**WHAT IS ASKED**
Quote every line of the data below verbatim, from the first line to the last.

**RECORDS FOR THIS EXERCISE**
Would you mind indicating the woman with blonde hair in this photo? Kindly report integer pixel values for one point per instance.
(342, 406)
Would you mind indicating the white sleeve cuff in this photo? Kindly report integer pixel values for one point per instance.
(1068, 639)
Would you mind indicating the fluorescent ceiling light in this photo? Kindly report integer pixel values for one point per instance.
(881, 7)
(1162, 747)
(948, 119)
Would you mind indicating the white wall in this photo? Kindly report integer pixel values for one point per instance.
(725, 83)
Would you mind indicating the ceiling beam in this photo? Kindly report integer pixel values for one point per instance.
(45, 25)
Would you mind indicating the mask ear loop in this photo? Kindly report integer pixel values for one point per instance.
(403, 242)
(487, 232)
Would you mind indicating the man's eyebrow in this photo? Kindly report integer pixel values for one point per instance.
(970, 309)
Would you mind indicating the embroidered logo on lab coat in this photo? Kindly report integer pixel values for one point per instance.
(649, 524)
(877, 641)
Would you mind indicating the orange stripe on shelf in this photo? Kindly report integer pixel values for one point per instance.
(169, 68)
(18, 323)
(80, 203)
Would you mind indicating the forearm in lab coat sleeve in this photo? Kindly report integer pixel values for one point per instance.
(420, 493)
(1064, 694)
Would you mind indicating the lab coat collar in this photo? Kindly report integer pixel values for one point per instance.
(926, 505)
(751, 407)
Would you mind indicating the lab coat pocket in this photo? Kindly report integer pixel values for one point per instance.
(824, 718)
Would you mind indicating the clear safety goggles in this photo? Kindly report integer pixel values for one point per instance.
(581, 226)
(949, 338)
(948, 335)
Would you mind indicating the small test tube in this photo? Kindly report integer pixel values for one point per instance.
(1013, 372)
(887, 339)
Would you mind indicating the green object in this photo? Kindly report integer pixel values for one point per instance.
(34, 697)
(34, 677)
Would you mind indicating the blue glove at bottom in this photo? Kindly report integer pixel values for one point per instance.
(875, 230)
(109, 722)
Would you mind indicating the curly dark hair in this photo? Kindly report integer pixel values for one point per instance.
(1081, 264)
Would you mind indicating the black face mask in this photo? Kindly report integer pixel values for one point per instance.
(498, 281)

**SOLUTION FOR THIS TASK**
Would you mind indicating the woman with blonde hair in this photo? Kindly report integer pixel values for one point per instance.
(342, 406)
Would you mind indicating the white sleeve cuff in this photo? Kindly report integer pixel values for one point per instance.
(1068, 639)
Would you mind indicating the fluorescent ceiling light in this photo? Kindly report integer pixel values for one point per instance.
(881, 7)
(1162, 747)
(948, 119)
Would you mind indicating the white wall in this photo? Kindly report integer pixel values for one point per instance.
(725, 83)
Would you mind indicating the ceiling beam in this photo? Kindly report integer pixel values for one point per instance.
(45, 25)
Would you mind indicating the mask ear loop in this photo? Kindly report integer pixel values for one point per instance.
(403, 242)
(487, 232)
Would you mind indicating the man's eyebrow in this photo? Kindly report integer pixel values for one point per instance.
(970, 309)
Would you mind indicating the embroidered logo on lab coat in this photo? Kindly report integer pixel values for one point per instance.
(649, 524)
(877, 641)
Would you mind indicating the orange stripe on shelf in this photo? Kindly report integer pixel values for one point per instance.
(169, 68)
(18, 323)
(80, 203)
Would you mind indicating the forearm in lab coat sleeve in this photo? Kindly report integer pixel values for one point per instance.
(420, 493)
(1064, 694)
Would you mind indicating the lab coat collar in this photo? Kindly report integer pixel values for one point per instance.
(926, 505)
(751, 407)
Would you mind indicating the lab coat pocket in this photo? Kindly report integer pixel values for one point per instance.
(824, 718)
Would you mind indicating the clear safety goggles in this photo? Kindly report integer pixel values for one point per instance.
(581, 226)
(949, 338)
(948, 335)
Would you mind indicating the small test tube in this photo? Kindly report integer pixel values for one point per instance.
(1013, 372)
(887, 339)
Would you mind indicating the green object in this photo? Kindly report integer pixel values for one point per instance.
(34, 697)
(34, 677)
Would you mind indicating the blue glove at bottom in this photo? Kindly report integer pixel values for one point per instance.
(875, 230)
(109, 722)
Would you mind indicating the curly dark hair in this photo? Kindly report integer pixel values for one point per instance.
(1081, 264)
Would you mind indicating the black face mask in this photo? Kindly report integer pixel values for one point per instance.
(498, 281)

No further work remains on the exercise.